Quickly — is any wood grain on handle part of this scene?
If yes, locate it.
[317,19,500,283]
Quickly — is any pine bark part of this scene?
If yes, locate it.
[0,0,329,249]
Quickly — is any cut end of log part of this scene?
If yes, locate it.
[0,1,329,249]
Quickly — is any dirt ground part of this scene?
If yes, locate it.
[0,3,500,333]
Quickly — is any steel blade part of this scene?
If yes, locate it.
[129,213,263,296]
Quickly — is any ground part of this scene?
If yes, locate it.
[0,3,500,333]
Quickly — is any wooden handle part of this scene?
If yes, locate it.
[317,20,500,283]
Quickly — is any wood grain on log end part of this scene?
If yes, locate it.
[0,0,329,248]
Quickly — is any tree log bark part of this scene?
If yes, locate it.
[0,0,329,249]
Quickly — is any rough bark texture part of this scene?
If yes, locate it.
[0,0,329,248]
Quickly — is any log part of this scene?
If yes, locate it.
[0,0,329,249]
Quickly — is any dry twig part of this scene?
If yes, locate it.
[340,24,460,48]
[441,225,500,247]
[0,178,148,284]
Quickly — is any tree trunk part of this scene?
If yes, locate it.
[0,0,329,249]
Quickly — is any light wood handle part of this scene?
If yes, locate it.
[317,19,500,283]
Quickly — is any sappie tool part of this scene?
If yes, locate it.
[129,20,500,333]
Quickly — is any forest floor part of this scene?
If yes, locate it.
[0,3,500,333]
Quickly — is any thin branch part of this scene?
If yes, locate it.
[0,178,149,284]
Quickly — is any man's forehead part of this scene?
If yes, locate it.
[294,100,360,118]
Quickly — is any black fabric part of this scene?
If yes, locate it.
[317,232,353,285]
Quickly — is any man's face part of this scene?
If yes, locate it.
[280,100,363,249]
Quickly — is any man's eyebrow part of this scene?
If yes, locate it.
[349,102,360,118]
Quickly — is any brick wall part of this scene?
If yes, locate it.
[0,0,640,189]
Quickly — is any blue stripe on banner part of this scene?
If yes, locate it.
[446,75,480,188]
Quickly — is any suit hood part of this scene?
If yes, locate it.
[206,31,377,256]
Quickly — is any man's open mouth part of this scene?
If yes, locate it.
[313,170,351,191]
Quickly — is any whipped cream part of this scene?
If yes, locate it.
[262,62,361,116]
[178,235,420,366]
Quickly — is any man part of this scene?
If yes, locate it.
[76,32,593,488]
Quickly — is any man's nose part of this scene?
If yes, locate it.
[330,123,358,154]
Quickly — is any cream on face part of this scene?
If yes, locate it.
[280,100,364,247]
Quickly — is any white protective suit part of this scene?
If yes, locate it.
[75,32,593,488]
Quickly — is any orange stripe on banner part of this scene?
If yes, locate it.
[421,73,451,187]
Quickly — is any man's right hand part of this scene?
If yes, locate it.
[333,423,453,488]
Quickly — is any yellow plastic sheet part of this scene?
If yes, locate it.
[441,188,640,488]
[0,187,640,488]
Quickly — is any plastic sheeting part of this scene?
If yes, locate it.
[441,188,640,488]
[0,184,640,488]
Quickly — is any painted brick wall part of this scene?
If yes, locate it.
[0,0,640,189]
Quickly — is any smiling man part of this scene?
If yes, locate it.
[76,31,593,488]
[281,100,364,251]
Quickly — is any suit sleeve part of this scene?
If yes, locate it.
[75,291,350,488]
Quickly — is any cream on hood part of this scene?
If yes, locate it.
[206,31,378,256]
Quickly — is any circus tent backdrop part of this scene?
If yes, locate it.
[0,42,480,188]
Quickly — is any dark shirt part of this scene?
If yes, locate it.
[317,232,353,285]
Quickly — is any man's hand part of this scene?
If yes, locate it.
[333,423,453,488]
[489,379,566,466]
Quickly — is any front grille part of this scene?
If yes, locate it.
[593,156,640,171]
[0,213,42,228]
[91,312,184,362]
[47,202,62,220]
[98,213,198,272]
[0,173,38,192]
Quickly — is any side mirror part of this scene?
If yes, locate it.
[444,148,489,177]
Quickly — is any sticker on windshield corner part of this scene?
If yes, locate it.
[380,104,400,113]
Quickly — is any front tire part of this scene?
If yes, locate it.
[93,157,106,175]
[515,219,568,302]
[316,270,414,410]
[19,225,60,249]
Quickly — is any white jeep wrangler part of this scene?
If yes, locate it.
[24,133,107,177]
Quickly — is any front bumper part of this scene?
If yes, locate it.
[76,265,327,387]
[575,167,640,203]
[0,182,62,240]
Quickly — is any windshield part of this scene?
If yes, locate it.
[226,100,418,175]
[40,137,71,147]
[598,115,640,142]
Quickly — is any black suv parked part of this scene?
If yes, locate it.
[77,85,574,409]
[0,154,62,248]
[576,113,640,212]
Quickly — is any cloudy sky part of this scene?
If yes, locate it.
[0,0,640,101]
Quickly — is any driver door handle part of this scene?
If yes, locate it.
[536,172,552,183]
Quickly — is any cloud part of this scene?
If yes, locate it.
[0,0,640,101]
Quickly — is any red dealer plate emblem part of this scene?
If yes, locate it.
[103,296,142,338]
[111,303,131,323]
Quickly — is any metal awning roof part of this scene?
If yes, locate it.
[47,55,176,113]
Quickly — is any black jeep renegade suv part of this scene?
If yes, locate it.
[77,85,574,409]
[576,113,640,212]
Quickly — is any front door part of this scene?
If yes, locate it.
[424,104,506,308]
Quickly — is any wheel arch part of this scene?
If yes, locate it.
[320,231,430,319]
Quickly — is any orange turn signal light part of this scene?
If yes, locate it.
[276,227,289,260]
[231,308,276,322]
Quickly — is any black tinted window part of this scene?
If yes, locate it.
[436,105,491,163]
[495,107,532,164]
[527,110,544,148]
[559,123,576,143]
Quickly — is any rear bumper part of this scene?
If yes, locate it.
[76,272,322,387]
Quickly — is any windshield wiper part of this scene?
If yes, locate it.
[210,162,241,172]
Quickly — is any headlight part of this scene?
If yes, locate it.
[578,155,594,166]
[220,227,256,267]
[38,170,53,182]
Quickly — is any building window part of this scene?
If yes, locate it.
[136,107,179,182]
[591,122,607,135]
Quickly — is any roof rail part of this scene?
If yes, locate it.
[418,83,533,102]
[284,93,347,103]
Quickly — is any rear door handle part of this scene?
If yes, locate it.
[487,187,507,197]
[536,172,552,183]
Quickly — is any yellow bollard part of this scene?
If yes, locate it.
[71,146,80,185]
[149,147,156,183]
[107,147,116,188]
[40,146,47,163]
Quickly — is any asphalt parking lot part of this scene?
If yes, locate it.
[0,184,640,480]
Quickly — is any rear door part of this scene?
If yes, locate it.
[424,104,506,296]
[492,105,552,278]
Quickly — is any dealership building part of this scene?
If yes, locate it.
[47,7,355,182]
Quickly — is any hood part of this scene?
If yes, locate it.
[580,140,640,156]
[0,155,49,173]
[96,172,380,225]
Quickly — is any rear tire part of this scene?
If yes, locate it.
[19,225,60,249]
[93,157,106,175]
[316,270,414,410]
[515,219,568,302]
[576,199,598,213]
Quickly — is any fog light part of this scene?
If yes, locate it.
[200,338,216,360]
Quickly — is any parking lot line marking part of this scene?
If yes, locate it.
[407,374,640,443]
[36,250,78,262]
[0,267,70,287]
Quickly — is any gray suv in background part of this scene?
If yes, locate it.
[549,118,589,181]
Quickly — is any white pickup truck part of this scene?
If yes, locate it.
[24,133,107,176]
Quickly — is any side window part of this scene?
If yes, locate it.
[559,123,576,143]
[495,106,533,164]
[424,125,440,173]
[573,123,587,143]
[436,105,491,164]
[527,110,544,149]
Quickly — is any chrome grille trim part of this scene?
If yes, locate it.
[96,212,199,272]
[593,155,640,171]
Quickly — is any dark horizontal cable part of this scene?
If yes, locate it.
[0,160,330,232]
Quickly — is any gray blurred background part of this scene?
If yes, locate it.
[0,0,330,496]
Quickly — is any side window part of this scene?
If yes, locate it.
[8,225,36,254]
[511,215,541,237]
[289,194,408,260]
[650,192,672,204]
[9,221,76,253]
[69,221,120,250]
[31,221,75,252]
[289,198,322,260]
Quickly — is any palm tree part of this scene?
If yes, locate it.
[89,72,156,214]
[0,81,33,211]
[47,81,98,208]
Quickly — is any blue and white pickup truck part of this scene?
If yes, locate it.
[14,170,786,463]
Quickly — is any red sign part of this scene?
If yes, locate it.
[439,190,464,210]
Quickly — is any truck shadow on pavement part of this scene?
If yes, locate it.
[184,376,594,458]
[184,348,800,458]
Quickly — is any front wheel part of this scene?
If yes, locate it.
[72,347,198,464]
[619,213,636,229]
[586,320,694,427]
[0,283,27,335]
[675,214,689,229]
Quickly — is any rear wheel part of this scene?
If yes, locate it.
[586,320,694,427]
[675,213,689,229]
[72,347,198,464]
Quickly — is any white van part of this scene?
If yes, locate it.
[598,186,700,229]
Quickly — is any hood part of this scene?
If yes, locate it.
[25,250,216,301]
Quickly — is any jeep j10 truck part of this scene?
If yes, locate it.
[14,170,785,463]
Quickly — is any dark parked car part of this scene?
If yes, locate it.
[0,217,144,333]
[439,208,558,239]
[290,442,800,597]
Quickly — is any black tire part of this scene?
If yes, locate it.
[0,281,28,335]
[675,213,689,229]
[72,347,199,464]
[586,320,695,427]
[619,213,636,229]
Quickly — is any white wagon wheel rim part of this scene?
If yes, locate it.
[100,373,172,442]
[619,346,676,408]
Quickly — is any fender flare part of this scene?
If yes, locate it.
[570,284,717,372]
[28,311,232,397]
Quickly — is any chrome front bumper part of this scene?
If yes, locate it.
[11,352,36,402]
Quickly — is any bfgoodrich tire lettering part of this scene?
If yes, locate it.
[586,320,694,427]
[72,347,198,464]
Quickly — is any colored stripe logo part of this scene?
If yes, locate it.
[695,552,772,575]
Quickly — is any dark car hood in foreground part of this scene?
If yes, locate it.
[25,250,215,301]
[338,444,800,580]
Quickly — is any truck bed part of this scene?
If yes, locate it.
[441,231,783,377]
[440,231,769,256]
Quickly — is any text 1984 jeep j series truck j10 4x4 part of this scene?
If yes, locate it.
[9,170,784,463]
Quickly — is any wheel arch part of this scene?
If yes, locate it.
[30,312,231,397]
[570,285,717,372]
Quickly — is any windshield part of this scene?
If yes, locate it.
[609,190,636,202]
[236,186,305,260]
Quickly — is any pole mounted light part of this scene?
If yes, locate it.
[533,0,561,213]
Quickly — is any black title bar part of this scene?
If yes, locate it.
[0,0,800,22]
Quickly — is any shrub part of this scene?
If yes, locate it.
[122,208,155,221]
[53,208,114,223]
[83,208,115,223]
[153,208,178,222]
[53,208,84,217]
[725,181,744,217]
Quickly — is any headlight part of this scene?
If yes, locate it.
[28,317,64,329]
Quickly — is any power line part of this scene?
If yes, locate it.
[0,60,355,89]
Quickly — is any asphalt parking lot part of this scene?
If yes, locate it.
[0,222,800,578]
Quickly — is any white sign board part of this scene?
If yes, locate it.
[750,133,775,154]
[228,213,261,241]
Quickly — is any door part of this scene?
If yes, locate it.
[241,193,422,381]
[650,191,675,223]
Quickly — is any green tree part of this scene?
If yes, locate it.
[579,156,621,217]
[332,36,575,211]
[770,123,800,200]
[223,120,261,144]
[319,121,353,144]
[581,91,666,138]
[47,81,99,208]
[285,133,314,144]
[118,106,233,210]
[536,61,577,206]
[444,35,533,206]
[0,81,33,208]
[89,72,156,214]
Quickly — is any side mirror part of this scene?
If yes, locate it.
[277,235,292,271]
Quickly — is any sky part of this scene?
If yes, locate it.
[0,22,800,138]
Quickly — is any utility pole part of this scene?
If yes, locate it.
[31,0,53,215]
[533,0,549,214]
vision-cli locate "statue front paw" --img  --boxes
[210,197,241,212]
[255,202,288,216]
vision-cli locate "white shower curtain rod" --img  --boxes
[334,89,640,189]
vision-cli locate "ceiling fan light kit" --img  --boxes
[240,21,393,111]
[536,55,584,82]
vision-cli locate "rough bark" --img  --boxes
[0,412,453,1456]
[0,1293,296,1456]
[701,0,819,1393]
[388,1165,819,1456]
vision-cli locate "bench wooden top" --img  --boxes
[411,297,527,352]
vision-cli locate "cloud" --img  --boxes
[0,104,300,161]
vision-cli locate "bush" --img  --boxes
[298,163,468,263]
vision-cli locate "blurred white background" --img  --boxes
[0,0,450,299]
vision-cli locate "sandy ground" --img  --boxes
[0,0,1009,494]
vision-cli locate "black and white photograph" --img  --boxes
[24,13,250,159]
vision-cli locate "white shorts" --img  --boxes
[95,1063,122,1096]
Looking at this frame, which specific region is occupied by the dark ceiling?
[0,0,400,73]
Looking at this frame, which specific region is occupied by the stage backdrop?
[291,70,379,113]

━━━━━━━━━━━━━━━━━━━━━━━━━━━━━━

Convert the lines of the records, from the one containing "Quickly — is any parking" through the one containing "[47,81,98,208]", into a Markdown table with the columns Row and Line. Give each line its own numbered row and skip blank lines.

| Row | Line |
|---|---|
| 1 | Quickly — is any parking lot line marking part of this scene? |
| 2 | If yes, locate it. |
| 3 | [407,374,640,443] |
| 4 | [36,250,78,262] |
| 5 | [0,267,70,287] |
| 6 | Quickly — is any gray suv in background part of this scene? |
| 7 | If yes, locate it. |
| 8 | [549,118,589,181] |
| 9 | Quickly — is any white pickup truck part of this scene? |
| 10 | If yes, locate it. |
| 11 | [24,133,107,176] |
| 12 | Quickly — is any side window part of this scene? |
| 13 | If yes, locate it. |
| 14 | [559,123,576,143] |
| 15 | [495,106,533,164] |
| 16 | [424,125,440,173] |
| 17 | [573,123,587,143] |
| 18 | [436,105,491,164] |
| 19 | [527,110,544,149] |
| 20 | Quickly — is any chrome grille trim part of this scene? |
| 21 | If yes, locate it. |
| 22 | [96,212,199,272] |
| 23 | [593,155,640,171] |
| 24 | Quickly — is any dark horizontal cable part of this scene? |
| 25 | If yes, locate it. |
| 26 | [0,160,330,232] |
| 27 | Quickly — is any gray blurred background part of this scene? |
| 28 | If yes, locate it. |
| 29 | [0,0,330,496] |
| 30 | Quickly — is any side window part of this scene? |
| 31 | If yes, locate it. |
| 32 | [8,225,36,254] |
| 33 | [511,215,541,237] |
| 34 | [289,194,408,260] |
| 35 | [650,192,672,204] |
| 36 | [9,221,76,253] |
| 37 | [69,221,120,250] |
| 38 | [31,221,75,252] |
| 39 | [289,198,322,260] |
| 40 | Quickly — is any palm tree part of this scene? |
| 41 | If yes, locate it. |
| 42 | [89,72,156,214] |
| 43 | [0,81,33,211] |
| 44 | [47,81,98,208] |